Superior Court of Pennsylvania
Jul 2, 1929
97 Pa. Super. 137 (Pa. Super. Ct. 1929)

Summary

In Zortman, the plaintiff failed to assign a fire insurance policy to the defendants, and the defendants were awarded damages (for fire loss to a dwelling) measured by appraisers, because "[i]f the contract with the insurance policy had been in force, the loss recoverable under the policy would have been determined by the appraisers, as they were appointed in accordance with the terms of the policy."

Summary of this case from DiPietro v. City of Philadelphia

Opinion

April 23, 1929.

July 2, 1929.

Insurance — Fire insurance — Policy — Damages for failure to assign — Counterclaim — Evidence — Contracts for the sale of real estate.

In an action of assumpsit to recover the balance due on a written contract for the sale of real estate it appeared that plaintiff had agreed to assign to defendant, two fire insurance policies, covering the premises. Plaintiff assigned one of the policies at the time the transaction was closed, but before he had assigned the other, the premises were partly destroyed by fire. Subsequent to the fire, plaintiff attempted to assign the policy, but the insurance company refused to recognize the assignment. Defendant admitted owing plaintiff the sum alleged, but counterclaimed for damages sustained by reason of plaintiff's failure to assign the policy.

In such case a verdict for defendants for the difference between the amount due plaintiff and the value of the fire insurance policy as fixed by adjusters, will be affirmed.

If one who agrees to procure insurance is in no way negligent but acts with reasonable diligence in the matter of procuring insurance, he is not liable in damages by reason of failure to cover the loss, but one who enters into an agreement to obtain insurance and neglects to fulfill his obligation becomes himself insurer and liable as such.

No appeal having been taken from the findings of the appraisers appointed in accordance with the terms of the various policies covering the premises, plaintiff was properly precluded from showing that their award was excessive.

Appeal No. 97, April T., 1929, by plaintiff from judgment of C.P., Allegheny County, July T., 1926, No. 559, in the case of William N. Zortman v. Frank F. Volk and Muriel Volk, his wife.

Before TREXLER, KELLER, GAWTHROP, CUNNINGHAM and BALDRIGE, JJ. Affirmed.

Assumpsit to recover balance due under a contract for the sale of real estate, with counterclaim for damages arising out of plaintiff's negligence to assign a fire insurance policy. Before FORD, J.

The facts are stated in the opinion of the Superior Court.

Verdict for defendant in the sum of $1,743.82. Plaintiff appealed.

Error assigned, among others, was the refusal of defendant's motion for judgment non obstante veredicto.

John E. Winner, for appellant, cited: Hartzell v. Ebbvale Mining Co., 239 Pa. 602; Haworth v. Truby, 138 Pa. 222. Harry J. Thomas, for appellee, cited: Waynesboro Mutual Fire Insurance Co. v. Creaton, 98 Pa. 451; First National Bank of Carlisle v. Graham, 79 Pa. 106.


Argued April 23, 1929.


The defendants conceded that they had not paid five hundred ($500) dollars, the sum sued for, under an agreement whereby they purchased a lot of ground with a dwelling erected thereon. They set up a counterclaim of twenty-three hundred ninety-four dollars and seventy-four cents ($2,394.74) for damages due to the neglect of the plaintiff to assign a twenty-five hundred ($2,500) dollar policy in the Superior Fire Insurance Company in accordance with his agreement, in addition to the sixty-five hundred ($6,500) dollar policy that was assigned.

*Set of tasks*
1 - Can you reproduce the part of the court opinion that begins with the words "If one who agrees" and ends after the words "Volk, his wife."?
2 - Which lines of the listing contain the string "masonry"? Collect each of them, matching case exactly.

*Dataset excerpts*
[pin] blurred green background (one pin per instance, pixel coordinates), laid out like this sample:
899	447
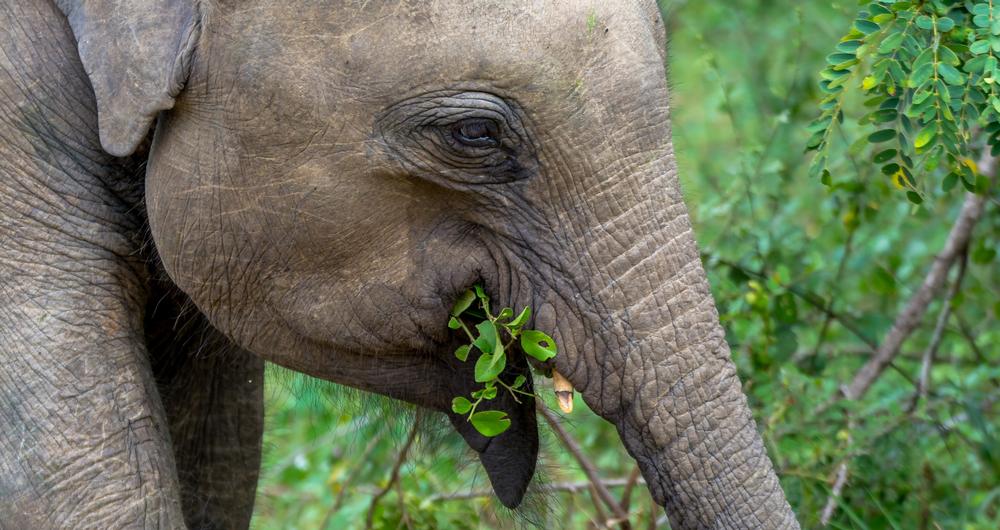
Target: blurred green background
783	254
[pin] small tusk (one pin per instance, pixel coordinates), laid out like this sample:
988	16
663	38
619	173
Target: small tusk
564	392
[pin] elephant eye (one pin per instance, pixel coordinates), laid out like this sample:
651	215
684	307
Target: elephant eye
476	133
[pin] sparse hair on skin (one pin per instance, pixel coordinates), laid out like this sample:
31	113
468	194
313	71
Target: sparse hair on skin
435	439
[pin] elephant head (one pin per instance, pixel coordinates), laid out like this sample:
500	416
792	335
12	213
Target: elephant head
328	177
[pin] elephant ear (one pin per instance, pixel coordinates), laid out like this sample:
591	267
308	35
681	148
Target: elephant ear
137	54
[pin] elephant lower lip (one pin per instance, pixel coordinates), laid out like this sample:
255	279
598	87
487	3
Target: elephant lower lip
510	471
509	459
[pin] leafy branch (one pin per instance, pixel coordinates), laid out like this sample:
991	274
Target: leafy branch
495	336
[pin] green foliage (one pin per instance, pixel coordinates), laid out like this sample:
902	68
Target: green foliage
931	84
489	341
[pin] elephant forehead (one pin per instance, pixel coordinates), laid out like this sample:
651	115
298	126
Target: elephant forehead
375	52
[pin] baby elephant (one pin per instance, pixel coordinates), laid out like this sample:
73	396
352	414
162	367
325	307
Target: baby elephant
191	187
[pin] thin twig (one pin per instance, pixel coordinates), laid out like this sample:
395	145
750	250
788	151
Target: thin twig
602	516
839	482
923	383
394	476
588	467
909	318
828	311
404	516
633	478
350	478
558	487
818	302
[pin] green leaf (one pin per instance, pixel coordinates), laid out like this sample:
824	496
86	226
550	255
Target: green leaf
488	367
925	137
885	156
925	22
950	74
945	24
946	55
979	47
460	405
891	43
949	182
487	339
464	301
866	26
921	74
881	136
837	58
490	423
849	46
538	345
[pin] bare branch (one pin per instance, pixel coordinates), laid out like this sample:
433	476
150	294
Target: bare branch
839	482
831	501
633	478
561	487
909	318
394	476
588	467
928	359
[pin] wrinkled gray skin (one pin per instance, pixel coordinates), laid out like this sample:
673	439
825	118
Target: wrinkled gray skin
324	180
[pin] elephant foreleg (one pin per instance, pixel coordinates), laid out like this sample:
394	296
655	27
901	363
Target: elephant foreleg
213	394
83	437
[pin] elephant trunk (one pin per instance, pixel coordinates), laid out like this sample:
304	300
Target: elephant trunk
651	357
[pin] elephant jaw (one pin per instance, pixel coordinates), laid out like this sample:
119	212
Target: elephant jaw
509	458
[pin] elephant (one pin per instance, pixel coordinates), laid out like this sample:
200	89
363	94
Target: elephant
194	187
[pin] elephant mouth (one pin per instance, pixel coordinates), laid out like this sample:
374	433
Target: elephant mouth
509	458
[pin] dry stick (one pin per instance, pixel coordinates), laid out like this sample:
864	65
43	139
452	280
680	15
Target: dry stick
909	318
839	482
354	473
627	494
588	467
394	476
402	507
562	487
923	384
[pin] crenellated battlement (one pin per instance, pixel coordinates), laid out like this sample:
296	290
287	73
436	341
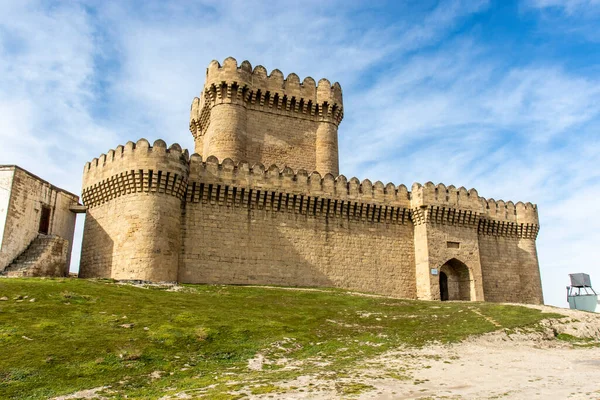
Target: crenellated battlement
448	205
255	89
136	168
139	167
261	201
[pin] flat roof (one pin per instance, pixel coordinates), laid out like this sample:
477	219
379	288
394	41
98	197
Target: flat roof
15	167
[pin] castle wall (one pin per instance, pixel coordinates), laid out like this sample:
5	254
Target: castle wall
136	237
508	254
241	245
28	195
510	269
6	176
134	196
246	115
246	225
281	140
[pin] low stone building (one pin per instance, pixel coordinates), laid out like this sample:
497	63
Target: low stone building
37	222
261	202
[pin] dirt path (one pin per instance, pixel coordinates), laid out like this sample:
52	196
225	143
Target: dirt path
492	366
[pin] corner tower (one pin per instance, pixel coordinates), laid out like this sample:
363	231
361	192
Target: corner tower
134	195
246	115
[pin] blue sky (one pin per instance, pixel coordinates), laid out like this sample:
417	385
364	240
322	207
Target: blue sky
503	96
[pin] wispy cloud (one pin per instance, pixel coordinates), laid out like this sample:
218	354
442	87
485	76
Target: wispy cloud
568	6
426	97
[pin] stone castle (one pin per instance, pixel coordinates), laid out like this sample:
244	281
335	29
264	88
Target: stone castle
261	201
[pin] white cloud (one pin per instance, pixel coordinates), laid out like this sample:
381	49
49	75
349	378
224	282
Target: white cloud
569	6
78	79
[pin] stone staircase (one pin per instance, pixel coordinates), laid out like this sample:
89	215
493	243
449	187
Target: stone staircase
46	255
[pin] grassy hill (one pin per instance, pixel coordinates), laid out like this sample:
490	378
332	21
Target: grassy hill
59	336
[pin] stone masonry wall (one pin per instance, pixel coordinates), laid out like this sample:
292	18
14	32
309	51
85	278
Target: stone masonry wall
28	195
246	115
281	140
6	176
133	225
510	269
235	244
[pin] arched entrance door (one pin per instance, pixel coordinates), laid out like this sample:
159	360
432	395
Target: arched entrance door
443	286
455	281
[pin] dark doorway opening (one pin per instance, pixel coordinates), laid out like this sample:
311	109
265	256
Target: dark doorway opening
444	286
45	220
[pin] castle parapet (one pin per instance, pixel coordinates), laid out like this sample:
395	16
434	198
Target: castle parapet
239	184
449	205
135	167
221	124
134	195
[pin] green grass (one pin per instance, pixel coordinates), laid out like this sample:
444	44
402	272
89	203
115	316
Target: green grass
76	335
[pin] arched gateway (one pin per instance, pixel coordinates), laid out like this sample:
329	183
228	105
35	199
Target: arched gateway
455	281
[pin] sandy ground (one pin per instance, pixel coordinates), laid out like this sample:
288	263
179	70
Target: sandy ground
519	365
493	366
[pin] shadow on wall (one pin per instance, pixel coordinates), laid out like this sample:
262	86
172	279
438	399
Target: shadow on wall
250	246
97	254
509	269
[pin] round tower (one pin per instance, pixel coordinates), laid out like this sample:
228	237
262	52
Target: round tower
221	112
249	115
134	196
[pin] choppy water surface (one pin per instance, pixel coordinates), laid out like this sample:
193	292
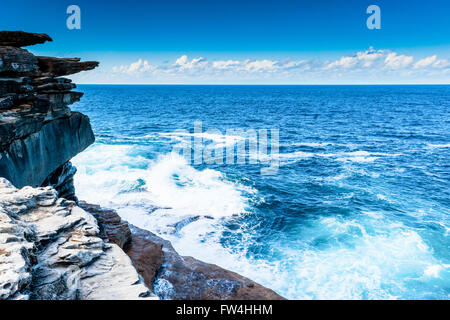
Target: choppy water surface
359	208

...

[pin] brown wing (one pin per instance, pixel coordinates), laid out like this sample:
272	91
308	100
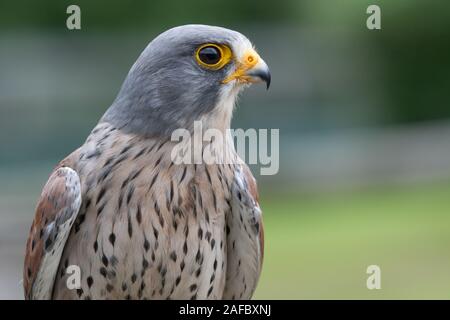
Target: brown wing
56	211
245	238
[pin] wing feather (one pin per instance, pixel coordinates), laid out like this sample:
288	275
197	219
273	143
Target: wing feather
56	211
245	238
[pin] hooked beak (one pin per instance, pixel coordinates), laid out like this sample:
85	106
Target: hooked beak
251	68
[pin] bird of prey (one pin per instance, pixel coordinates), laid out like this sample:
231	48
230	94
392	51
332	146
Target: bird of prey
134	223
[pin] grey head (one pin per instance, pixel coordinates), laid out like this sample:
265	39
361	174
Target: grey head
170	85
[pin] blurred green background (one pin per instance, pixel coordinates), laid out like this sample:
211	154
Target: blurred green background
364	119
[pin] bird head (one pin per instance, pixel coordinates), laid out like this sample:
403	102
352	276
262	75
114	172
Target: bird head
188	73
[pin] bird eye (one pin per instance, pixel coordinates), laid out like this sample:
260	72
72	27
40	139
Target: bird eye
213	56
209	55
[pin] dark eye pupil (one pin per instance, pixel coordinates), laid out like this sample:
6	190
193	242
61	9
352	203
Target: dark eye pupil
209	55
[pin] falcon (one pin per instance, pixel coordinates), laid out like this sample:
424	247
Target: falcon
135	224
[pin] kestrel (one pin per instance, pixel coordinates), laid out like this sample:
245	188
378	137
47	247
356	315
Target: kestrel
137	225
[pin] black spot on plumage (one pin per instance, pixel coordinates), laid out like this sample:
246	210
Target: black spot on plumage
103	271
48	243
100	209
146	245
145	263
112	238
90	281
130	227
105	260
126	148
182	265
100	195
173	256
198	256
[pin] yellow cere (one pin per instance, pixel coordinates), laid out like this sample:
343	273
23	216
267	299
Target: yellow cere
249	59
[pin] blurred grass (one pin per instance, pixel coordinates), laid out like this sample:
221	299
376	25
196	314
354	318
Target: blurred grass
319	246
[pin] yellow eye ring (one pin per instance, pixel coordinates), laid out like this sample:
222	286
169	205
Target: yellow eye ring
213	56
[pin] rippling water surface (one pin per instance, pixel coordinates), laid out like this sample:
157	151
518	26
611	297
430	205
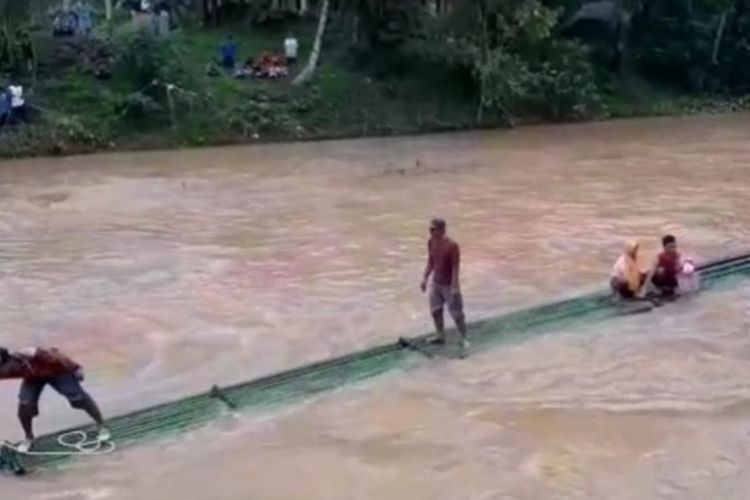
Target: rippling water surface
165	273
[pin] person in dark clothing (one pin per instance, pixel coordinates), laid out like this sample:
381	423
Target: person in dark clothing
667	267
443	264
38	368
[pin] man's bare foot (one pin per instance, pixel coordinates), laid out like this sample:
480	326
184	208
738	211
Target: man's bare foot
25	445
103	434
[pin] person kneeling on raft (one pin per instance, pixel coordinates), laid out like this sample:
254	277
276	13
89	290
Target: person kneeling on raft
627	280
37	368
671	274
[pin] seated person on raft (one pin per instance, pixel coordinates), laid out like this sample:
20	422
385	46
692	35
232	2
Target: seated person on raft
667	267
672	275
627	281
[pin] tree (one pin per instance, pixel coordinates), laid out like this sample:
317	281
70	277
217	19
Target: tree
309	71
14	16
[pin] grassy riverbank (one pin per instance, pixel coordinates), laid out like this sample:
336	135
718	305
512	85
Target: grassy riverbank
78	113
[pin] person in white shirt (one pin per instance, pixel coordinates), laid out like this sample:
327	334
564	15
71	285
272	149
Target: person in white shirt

--

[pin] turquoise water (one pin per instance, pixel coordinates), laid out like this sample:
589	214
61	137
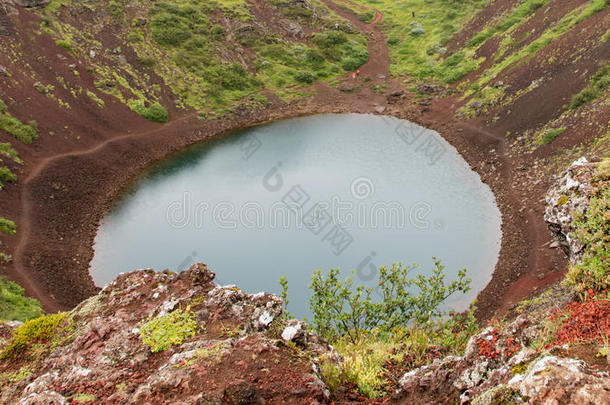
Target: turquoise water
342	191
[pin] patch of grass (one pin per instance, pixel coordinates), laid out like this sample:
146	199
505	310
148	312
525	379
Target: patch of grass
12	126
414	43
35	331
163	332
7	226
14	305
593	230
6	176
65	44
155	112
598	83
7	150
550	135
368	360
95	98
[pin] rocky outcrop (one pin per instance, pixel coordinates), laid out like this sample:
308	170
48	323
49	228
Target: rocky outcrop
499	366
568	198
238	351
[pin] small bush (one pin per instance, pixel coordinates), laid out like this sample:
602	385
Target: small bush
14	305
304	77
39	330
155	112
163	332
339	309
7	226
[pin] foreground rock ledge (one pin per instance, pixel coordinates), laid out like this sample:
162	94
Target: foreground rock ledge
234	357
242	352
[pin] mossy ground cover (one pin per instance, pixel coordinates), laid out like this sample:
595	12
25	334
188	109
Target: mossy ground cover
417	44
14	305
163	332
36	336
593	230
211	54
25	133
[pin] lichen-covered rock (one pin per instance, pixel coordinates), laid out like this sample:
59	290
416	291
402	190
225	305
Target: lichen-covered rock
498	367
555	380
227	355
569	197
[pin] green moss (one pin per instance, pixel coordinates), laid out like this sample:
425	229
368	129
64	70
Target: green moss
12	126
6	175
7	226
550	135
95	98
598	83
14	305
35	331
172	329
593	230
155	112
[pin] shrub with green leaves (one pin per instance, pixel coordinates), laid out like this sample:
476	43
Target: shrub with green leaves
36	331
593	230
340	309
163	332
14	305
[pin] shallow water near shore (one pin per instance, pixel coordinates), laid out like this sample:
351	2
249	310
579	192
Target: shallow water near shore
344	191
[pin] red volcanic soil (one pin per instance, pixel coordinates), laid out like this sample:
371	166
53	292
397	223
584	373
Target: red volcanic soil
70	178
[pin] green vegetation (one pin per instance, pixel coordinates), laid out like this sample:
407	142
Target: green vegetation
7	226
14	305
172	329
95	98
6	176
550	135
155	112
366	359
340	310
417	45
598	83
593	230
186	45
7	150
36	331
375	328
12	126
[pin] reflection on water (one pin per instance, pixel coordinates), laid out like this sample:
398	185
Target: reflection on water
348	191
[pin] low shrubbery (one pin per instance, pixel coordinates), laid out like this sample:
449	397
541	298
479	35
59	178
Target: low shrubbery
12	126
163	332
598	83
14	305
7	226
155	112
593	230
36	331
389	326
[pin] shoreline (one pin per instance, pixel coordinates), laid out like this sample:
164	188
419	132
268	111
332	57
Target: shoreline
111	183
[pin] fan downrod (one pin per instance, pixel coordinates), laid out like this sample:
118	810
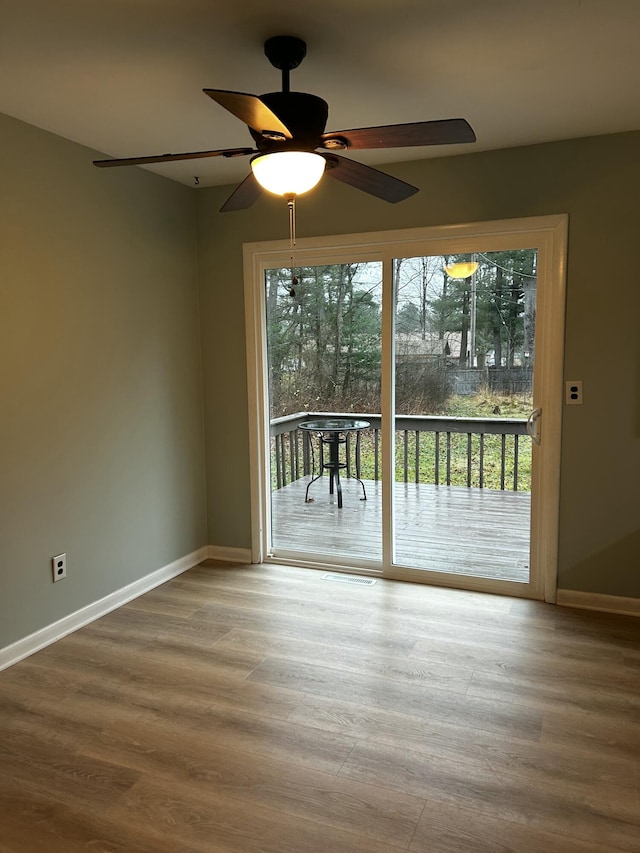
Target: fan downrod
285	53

*The answers*
1 -
If one who agrees to procure insurance is in no way negligent but acts with reasonable diligence in the matter of procuring insurance, he is not liable in damages by reason of failure to cover the loss, but one who enters into an agreement to obtain insurance and neglects to fulfill his obligation becomes himself insurer and liable as such.

No appeal having been taken from the findings of the appraisers appointed in accordance with the terms of the various policies covering the premises, plaintiff was properly precluded from showing that their award was excessive.

Appeal No. 97, April T., 1929, by plaintiff from judgment of C.P., Allegheny County, July T., 1926, No. 559, in the case of William N. Zortman v. Frank F. Volk and Muriel Volk, his wife.

2 -
[pin] stone masonry wall (one pin per instance, pixel coordinates), laid out like this sample:
Target: stone masonry wall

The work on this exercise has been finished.